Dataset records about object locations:
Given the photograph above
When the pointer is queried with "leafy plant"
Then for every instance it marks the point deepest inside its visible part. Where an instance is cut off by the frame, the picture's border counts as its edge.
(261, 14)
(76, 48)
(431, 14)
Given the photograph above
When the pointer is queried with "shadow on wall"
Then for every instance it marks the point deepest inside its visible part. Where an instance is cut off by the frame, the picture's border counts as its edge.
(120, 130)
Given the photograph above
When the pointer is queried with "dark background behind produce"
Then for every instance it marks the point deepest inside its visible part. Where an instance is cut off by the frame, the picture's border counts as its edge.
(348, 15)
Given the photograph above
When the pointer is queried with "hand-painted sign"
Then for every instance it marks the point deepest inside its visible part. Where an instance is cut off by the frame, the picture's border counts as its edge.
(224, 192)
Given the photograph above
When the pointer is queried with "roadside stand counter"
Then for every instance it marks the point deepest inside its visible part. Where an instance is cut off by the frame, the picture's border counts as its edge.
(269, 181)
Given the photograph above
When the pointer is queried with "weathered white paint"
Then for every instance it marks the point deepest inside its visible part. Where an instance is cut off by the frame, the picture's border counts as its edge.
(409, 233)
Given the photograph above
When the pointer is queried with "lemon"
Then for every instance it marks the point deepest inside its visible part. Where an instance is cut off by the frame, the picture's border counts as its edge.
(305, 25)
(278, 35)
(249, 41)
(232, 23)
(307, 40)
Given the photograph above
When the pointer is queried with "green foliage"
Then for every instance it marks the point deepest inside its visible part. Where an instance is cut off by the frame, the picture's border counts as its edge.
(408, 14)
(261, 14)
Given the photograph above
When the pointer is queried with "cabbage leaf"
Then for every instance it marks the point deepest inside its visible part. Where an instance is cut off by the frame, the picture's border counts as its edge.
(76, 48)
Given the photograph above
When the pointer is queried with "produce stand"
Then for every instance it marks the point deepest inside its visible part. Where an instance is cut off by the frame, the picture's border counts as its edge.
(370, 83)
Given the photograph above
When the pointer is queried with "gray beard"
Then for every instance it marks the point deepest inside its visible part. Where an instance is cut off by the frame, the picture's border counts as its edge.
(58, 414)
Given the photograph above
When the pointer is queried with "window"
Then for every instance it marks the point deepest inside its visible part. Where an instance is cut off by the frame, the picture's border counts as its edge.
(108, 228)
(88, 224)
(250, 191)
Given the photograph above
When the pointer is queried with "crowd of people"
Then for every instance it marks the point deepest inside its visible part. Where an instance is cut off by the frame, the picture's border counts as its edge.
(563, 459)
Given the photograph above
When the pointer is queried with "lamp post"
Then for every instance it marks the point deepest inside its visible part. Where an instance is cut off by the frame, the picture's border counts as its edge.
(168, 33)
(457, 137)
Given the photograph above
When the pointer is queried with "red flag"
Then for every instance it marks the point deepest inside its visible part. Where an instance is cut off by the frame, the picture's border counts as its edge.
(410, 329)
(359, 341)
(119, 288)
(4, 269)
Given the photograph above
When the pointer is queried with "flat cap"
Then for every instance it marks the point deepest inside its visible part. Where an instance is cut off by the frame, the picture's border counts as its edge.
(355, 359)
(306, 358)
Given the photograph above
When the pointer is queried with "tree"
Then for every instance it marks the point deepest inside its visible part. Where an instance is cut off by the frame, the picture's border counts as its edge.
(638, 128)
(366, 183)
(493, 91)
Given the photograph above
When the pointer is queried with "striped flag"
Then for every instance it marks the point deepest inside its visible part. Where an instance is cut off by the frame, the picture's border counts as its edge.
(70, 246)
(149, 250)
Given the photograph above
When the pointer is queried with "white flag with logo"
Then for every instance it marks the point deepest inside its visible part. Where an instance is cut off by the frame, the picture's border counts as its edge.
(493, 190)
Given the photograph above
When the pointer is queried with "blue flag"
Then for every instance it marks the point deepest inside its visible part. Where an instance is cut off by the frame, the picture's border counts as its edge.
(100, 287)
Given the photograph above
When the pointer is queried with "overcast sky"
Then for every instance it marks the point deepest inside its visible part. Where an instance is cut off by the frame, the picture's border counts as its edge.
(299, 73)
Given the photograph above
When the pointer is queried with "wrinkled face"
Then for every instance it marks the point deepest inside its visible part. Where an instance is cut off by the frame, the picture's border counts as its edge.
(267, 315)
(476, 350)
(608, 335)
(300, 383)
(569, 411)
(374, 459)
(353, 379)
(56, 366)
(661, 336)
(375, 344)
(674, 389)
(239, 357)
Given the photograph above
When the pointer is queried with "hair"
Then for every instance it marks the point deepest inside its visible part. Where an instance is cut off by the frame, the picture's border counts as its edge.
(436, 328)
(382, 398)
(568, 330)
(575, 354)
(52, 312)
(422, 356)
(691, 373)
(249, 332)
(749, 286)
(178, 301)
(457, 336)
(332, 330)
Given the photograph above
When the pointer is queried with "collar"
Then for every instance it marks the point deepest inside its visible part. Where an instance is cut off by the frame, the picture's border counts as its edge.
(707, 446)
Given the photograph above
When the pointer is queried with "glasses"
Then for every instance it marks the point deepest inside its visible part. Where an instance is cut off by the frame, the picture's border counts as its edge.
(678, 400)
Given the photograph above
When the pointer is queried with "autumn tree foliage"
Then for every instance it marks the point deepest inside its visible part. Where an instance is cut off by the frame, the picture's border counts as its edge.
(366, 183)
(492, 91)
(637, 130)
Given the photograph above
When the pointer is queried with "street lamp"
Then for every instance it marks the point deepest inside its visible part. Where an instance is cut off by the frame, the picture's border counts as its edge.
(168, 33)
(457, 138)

### TASK TO COMPLETE:
Reproduce every record, matching each line exactly.

### EXERCISE ANSWER:
Given the photograph above
When the pointer is queried with "leafy plant"
Then for every instance it marks the point deepest inside its visible part. Where an instance is cut off by the frame, the picture's border counts as its edge.
(261, 14)
(76, 48)
(431, 14)
Given the photograph above
When the pointer is queried with "shadow on wall"
Then for every instance it marks the point deepest inside its visible part. Where an instance is cut off by the frame, the picture's border counts as its edge.
(120, 130)
Given the photograph above
When the pointer is queried with "dark background behind produce"
Then for every instance it marks the point deepest inside its visible part. Where an instance is cut off by the frame, the picture's border counts as its edge.
(348, 15)
Given the photograph above
When the pointer is queried with "hand-painted sign"
Then for every instance it marks the point deepest inside its visible part. Where an instance is cut off by the frame, the picture's border counts as its edge.
(224, 192)
Given the photograph above
When the pointer is queried with "roadside stand counter"
Then for every instance it marks the point deepest inside its visible part. Where an instance is cut off by the frame, the picture's border counts as its edge.
(269, 181)
Given the photograph above
When the pointer is queried with "weathered white paint"
Then for every instance it marks the point deepest inside its visible part. Where an instance is cut off by the frame, the picture's border counts as its edge.
(409, 233)
Given the photograph above
When the pointer is queried with "lemon"
Then for every instance it marks the point deepest inside its visible part. Where an instance is cut off by the frame, the picture's border counts as its edge.
(305, 25)
(278, 35)
(249, 41)
(232, 23)
(307, 40)
Given the photograph above
When the pointer is queried with "green foliage"
Then for every instance it marks the point deepest inside its visible part. Where an instance is cut off by the frame, the picture's border counts as its edge.
(408, 14)
(261, 14)
Given the photograph above
When the pointer is queried with "cabbage leaf"
Then for every instance it marks the point deepest inside its visible part. Where an instance is cut off by the frame, the picture's border counts as its edge.
(76, 48)
Given the photograph above
When the pointer is queried with "produce stand"
Then for every instance it marks the point deepest inside its visible part. Where an instance is cut off by the frame, the picture's border counts as its edge.
(370, 83)
Given the photograph above
When the pointer is queried with "gray beard"
Then for every instance it marks the point deepest inside its visible part. Where an instance is cut off by the frame, the picture's border counts as its edge.
(58, 414)
Given the photograph above
When the pointer is queried with "window"
Then for every instance it marks the point deepest inside its visible part. Where an instance is cut off by the frame, the picture's border counts as its edge.
(108, 228)
(88, 224)
(250, 191)
Given the photograph above
When the pointer is queried with "crowd of people"
Then for every instance it marks the point deepest inside its visible part. Where an instance is cut off by the frame, the picture's border counts as its edge.
(563, 459)
Given the photograph above
When the pointer is queried with "lamp post"
Then for every instance it marks the point deepest inside its visible part. Where an instance is cut off by the frame, the picture's border counts as its edge.
(168, 33)
(457, 137)
Given the photograph above
When the pointer is queried with "red flag"
Then for every instance it marks the point deepest inside its visible part. Where an instance is cut off by the frame, the picture's border counts as its edge.
(410, 329)
(359, 341)
(119, 288)
(4, 269)
Given the photograph above
When the pointer is queried with "flat cap"
Then for every instance it marks the point deepest inside its visible part. Where an instance is cut off by the frame, the picture's border counts as its edge.
(355, 359)
(306, 358)
Given the photograph above
When the pointer is queried with "tree"
Then for every instance it marks the point deepest inside its visible part. Where an instance is cut off by the frame, the picture's border counts as its edge.
(638, 128)
(366, 183)
(493, 91)
Given the photograph above
When the pointer is queried with "striped flag"
Then for every instance it marks the point deepest inside its visible part. Where an instance is cut off by the frame, the picture's border counts as its edge.
(70, 246)
(149, 250)
Given the photograph above
When the pointer is queried with "white flag with logo"
Then for every instance it marks the point deepest inside its visible part. Where an instance is cut off by the frame, the picture's border counts as its edge.
(493, 190)
Given the photograph above
When the pointer is queried with "blue flag"
Then for every instance it marks the point deepest inside its visible part. Where an instance is cut off by the frame, the picture's border counts as its edge.
(100, 287)
Given the photograph above
When the pointer is queried with "overcast sky"
Then for every instance it marks the point deepest inside its visible part. Where an instance is cut off by the frame, the picture's border counts as its edge.
(299, 73)
Given the photograph above
When the pointer is queried with "wrinkled face"
Then for every instance it marks the point deepest inside its visible part. Where an instance is cut off by the frame, the picture's border counts as its edge.
(267, 315)
(476, 350)
(608, 335)
(300, 383)
(569, 411)
(374, 459)
(353, 379)
(56, 366)
(661, 336)
(375, 344)
(674, 389)
(239, 357)
Given the photograph above
When the pointer is queried with "hair"
Then for every instance it marks the point deepest inside its visible part. Where an instance is cut off by the frame, the picture's border counts as its edge.
(436, 328)
(382, 398)
(568, 330)
(575, 354)
(52, 312)
(422, 356)
(691, 373)
(249, 332)
(749, 286)
(178, 301)
(457, 336)
(332, 330)
Given the photograph above
When the pointer is queried with "collar"
Then for every instance it marks the point deepest inside its visible part. Where an instance is cut off by the frame, the picture's border counts as its edge.
(707, 446)
Given the photograph above
When the pointer is queried with "glasses"
Then for every instance it marks the point deepest inside its visible part. Where an instance is cut off by the frame, the picture's border counts as its edge.
(678, 400)
Given the photograph above
When the pointer is queried with "autumn tree foliage"
Then for every instance it marks the point deepest inside its visible part. Where an instance is cut off by the frame, the picture's border counts as its edge.
(366, 183)
(492, 91)
(637, 130)
Given the photograph above
When the pointer is queried with "street lamp"
Then for every instance it marks the point deepest inside its visible part. Where an instance is cut off by the frame, the picture's border counts as its edge.
(168, 33)
(457, 138)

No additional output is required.